EXERCISE OBJECTIVE ->
Reproduce each item below word for word, keeping every line unchanged and in its original order.
-- start DATA PROVIDED --
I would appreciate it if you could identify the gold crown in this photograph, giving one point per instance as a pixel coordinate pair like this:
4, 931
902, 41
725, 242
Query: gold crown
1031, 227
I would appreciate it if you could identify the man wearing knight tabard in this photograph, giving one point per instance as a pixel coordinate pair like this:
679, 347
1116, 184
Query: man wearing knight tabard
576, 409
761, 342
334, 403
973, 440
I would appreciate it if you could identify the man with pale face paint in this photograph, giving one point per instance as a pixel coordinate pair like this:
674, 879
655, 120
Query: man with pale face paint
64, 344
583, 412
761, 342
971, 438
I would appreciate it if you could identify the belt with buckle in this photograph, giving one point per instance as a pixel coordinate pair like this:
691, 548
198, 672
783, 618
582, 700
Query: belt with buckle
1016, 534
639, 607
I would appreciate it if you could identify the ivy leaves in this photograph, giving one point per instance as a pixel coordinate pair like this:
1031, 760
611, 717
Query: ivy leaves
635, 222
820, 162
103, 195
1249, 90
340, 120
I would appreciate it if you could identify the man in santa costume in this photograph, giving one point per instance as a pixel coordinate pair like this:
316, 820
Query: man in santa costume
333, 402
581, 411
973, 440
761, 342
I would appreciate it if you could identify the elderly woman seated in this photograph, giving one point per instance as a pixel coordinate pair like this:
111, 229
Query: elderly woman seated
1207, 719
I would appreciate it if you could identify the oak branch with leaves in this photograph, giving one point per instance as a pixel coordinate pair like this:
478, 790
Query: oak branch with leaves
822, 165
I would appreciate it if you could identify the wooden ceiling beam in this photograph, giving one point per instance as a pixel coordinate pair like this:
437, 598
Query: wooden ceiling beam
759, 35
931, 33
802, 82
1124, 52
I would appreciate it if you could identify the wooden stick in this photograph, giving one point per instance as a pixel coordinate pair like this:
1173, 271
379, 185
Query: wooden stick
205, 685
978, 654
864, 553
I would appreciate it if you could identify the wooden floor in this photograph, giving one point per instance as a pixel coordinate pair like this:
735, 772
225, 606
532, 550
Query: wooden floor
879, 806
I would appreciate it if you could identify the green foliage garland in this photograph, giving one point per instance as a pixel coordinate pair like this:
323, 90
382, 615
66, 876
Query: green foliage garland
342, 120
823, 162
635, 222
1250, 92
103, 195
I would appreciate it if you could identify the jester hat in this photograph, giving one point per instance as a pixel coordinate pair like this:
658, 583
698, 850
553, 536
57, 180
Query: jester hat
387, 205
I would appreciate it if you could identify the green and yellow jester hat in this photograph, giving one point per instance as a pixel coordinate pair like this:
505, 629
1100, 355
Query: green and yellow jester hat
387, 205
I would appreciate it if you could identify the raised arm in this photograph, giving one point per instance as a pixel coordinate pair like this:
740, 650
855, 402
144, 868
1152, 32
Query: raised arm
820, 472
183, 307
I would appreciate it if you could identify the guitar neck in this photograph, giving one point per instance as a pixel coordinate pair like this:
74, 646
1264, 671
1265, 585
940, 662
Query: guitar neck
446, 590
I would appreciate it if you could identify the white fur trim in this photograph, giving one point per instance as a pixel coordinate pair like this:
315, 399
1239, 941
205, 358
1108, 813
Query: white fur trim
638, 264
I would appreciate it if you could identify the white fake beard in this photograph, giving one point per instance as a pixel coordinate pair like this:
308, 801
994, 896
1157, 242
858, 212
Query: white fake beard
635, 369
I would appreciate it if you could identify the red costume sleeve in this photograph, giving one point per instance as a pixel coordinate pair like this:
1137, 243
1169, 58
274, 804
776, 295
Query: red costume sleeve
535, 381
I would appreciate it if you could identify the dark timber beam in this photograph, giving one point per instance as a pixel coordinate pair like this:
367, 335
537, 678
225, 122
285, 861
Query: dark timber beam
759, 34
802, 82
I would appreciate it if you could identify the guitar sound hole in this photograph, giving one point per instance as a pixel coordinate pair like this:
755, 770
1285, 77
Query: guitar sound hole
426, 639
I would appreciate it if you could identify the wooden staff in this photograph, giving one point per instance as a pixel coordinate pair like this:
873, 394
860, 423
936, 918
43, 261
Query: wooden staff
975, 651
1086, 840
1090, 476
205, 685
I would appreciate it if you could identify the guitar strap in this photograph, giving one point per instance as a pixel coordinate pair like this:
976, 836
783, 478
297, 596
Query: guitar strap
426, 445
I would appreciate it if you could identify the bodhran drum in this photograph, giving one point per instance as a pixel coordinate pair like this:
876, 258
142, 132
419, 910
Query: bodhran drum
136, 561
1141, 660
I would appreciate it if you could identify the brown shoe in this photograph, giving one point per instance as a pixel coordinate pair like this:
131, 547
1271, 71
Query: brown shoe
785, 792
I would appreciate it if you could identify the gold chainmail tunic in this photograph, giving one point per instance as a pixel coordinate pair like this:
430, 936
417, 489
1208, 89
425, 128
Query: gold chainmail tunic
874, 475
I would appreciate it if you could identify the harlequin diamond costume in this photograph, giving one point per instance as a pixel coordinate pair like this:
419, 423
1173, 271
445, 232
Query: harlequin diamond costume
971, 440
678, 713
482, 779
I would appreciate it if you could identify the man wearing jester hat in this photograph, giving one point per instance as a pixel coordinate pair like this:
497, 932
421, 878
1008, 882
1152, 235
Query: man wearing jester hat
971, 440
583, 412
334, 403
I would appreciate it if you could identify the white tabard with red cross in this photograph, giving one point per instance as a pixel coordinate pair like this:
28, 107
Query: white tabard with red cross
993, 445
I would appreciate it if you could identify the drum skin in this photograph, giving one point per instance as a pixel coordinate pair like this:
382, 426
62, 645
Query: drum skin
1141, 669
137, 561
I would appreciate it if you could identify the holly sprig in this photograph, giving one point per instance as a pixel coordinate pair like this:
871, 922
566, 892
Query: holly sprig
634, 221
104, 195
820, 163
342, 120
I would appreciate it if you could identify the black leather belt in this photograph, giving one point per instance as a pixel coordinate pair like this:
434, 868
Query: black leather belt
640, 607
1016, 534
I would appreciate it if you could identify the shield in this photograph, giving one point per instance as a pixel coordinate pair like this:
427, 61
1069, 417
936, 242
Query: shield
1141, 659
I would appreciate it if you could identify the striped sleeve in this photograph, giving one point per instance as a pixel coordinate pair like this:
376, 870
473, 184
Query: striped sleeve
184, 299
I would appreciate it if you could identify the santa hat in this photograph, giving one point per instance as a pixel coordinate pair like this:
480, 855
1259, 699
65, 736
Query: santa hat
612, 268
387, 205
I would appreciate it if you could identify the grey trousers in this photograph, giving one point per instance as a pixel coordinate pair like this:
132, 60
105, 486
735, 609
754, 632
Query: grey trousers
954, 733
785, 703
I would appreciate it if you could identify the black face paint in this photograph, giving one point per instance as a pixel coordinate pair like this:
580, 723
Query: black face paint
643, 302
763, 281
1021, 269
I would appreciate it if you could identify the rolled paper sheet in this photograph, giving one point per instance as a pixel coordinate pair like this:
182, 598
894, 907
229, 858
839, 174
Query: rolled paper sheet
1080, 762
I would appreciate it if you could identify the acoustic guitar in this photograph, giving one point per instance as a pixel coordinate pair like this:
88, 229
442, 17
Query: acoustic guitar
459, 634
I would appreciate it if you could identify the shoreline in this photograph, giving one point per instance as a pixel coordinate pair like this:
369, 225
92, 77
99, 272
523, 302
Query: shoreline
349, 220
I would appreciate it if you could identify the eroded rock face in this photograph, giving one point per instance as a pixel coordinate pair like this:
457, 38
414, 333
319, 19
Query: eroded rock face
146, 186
-- end DATA PROVIDED --
IN RESPONSE ->
I would appreciate it if you could identify the gold crown in this photograph, giving one point per instance as a pixel coordinate pair like this:
4, 931
902, 41
725, 242
Query: gold crown
1031, 227
I would appreciate it if you could identify the man wearing knight tabard in this photograph, giving one point per instance as a pixel coordinate pair like this:
679, 347
1116, 184
Query: man wearing knight tabard
576, 409
761, 342
334, 403
973, 440
I would appreciate it if you could identify the man with pale face paint in this photograph, giving one point per instance as a pixel coordinate pair like this:
674, 879
655, 120
Query: man with pale face paint
64, 344
583, 412
761, 342
971, 438
I would appreciate it if you could identify the belt with buckle in this photograph, giving one point per instance as a pixel coordinate pair like this:
691, 548
198, 672
783, 618
582, 700
Query: belt with buckle
1016, 534
639, 607
I would appreciate it if you could identify the ivy leaves in this photograph, giving one point per instance as a pixel coordinate pair like this:
1031, 760
611, 717
Query: ivy leaves
635, 222
820, 162
103, 195
1249, 90
340, 120
I would appreciate it if you could identify the man in santa costume in this photograph, giving one point per instance as a pixel coordinate pair like this:
316, 820
Query: man in santa costume
333, 402
581, 411
973, 440
761, 342
I would appreciate it if you could identify the elderly woman seated in this photograph, giving one point per instance as a pixel coordinate pair like this:
111, 229
Query: elderly woman seated
1207, 719
I would appreciate it if you could identify the oak branch with leaves in this photograph, giving one point per instance as a pixel coordinate pair like this:
478, 790
Query: oak branch with leaves
822, 165
I would appreciate it if you could identify the wooden ceiling beam in this photograph, giving one point per instance as a pixel coordinate pair like this:
437, 598
Query: wooden ceiling beam
759, 35
931, 33
802, 82
1124, 52
I would appreciate it if you could identify the wooden stick in this photograph, giving one point per instance as a pixel coordinate pair like this:
1173, 271
379, 185
Query: wooden stick
205, 685
978, 654
864, 553
I would appreciate it if you could identify the wooden floor in this photograph, giving one point per instance as a pixel coordinate pair like this:
735, 772
225, 606
532, 550
Query: wooden floor
879, 806
I would appreciate it if you could identify the green foliage garland in this photograph, giving one point per instance as a pixel coordinate pair like this:
323, 90
382, 615
66, 876
Query: green foliage garland
342, 120
823, 162
635, 222
1250, 92
103, 195
I would appreciate it if you could identify the jester hat in this photograph, giving one point per instance as a pixel coordinate pair like this:
658, 583
698, 850
553, 536
57, 180
Query: jester hat
387, 205
I would appreciate it if you could identify the green and yellow jester hat in this photograph, giving one point per instance as a pixel coordinate pair like this:
505, 629
1100, 355
Query: green and yellow jester hat
387, 205
I would appreciate it if you could identify the raised arm in this photograph, giving one point per instance as a pixel coordinate pair like this:
740, 650
855, 402
144, 868
1152, 32
Query: raised arm
820, 472
183, 307
I would appreciate it if you could identify the guitar neck in this photograph, giving one point per instance as a pixel coordinate pair like this:
74, 646
1264, 671
1265, 585
940, 662
Query: guitar neck
446, 590
I would appreciate it if you could identify the white fur trim in this photograph, giving one point per instance as a pixel coordinate pair like this:
315, 399
1239, 941
205, 358
1108, 813
Query: white fur trim
638, 264
I would appreciate it if you could identify the white fake beard in this photograph, giving one point per instance as a pixel coordinate pair like this:
308, 801
994, 896
1157, 242
858, 212
Query: white fake beard
635, 369
I would appreciate it if you could identify the red costume sleeve in this photograph, giving one point per instance as a pixel coordinate pair like this:
1137, 243
1169, 58
274, 804
776, 295
Query: red costume sleeve
535, 381
I would appreciate it if you could identify the dark timber beam in this photograph, giving one point per instance as a pixel coordinate pair like this:
367, 335
537, 678
225, 122
285, 861
Query: dark timber beam
759, 34
802, 82
I would appreciate it if you could identify the guitar sound hole in this photograph, giving one point per instance as a pixel coordinate pair like this:
755, 770
1285, 77
Query: guitar sound hole
426, 639
I would appreciate it if you could identify the wooden staff in this photograph, giving one point per instance as a pixel coordinate pair like this:
873, 394
860, 423
936, 918
43, 261
Query: wooden staff
975, 651
1086, 840
1090, 476
205, 685
I would appreciate it if you could identify the guitar strap in this photograph, giving one point per instance as a pixel coordinate pair like this:
976, 836
783, 478
297, 596
Query: guitar strap
426, 445
I would appreciate it if you could identify the bodhran drum in this photograph, giving one point per instance as a pixel coordinate pair like this:
876, 258
142, 132
419, 910
Query: bodhran drum
136, 561
1141, 660
I would appreciate it if you could identify the brown shoe in this photograph, giving one point per instance as a pixel coordinate pair like this:
131, 547
1271, 71
Query: brown shoe
785, 792
I would appreciate it if you could identify the gold chainmail tunic in this photograph, giving one point per instance as a pixel coordinate pair like this:
430, 936
417, 489
1208, 89
425, 128
Query: gold chainmail tunic
874, 475
I would appreciate it if you could identify the harlequin diamond costume in this photograph, giving one point per instance as a pixel coordinate pair like this:
419, 423
1173, 271
445, 232
Query: harlequin diamond costume
971, 440
678, 713
482, 779
I would appreciate it if you could identify the man wearing jester hat in this photograph, giving one point per instance as a pixel coordinate pair like this:
497, 932
421, 878
1008, 882
1152, 235
Query: man wearing jester hat
971, 440
583, 412
334, 403
I would appreciate it if you could identify the white tabard with red cross in this photograph, giving one point per instance as a pixel coordinate pair like this:
28, 107
Query: white tabard with red cross
993, 445
I would appreciate it if you could identify the drum skin in this photograph, giving one point per instance as a pixel coordinate pair like this:
382, 426
62, 645
Query: drum skin
1141, 669
137, 561
I would appreciate it if you could identify the holly sprig in this photograph, giving one point per instance as a pixel coordinate pair like this:
871, 922
566, 892
Query: holly sprig
634, 221
104, 195
820, 163
342, 120
I would appreciate it if you could identify the black leather belt in this photograph, giving one point per instance as a pixel coordinate pair like this:
434, 868
Query: black leather belt
640, 607
1016, 534
I would appreciate it if you could identify the shield in this photograph, giving one point per instance as a pixel coordinate pair like this:
427, 61
1069, 417
936, 242
Query: shield
1141, 659
I would appreciate it if you could identify the striped sleeve in this photograph, giving one point per instance as a pixel coordinate pair like this:
376, 870
473, 184
Query: striped sleeve
184, 299
I would appreciate it if you could identify the santa hat in this photograph, giving one point per instance as a pixel coordinate pair like this:
480, 855
1259, 699
65, 736
Query: santa hat
612, 268
387, 205
I would appreciate it if you could identify the grey trousers in this photograph, giving one point per instance as a pixel coordinate pair like this:
132, 60
105, 486
735, 609
754, 632
Query: grey trousers
954, 733
785, 703
I would appreciate it if you could identify the black face paint in this photograph, giving one point per instance as a pixel coordinate pair like this:
580, 723
Query: black face paint
643, 302
763, 281
1021, 269
I would appreciate it if you could identify the rolled paper sheet in this photograph, giving one point per instance as a pixel coordinate pair like this:
182, 598
894, 907
229, 858
839, 174
Query: rolled paper sheet
1080, 762
I would appreciate it if you could identify the acoustic guitar in this photograph, giving one point per instance as a pixel coordinate pair like this:
88, 229
442, 17
Query: acoustic guitar
459, 634
I would appreciate it if you could identify the shoreline in this photograph, giving one point per instance as a pixel coordinate pair like this:
369, 225
92, 77
99, 272
523, 302
Query: shoreline
349, 220
I would appreciate it if you could identify the eroded rock face in this photograph, giving one point per instance as a pixel coordinate pair like this:
457, 38
414, 333
319, 19
Query: eroded rock face
146, 186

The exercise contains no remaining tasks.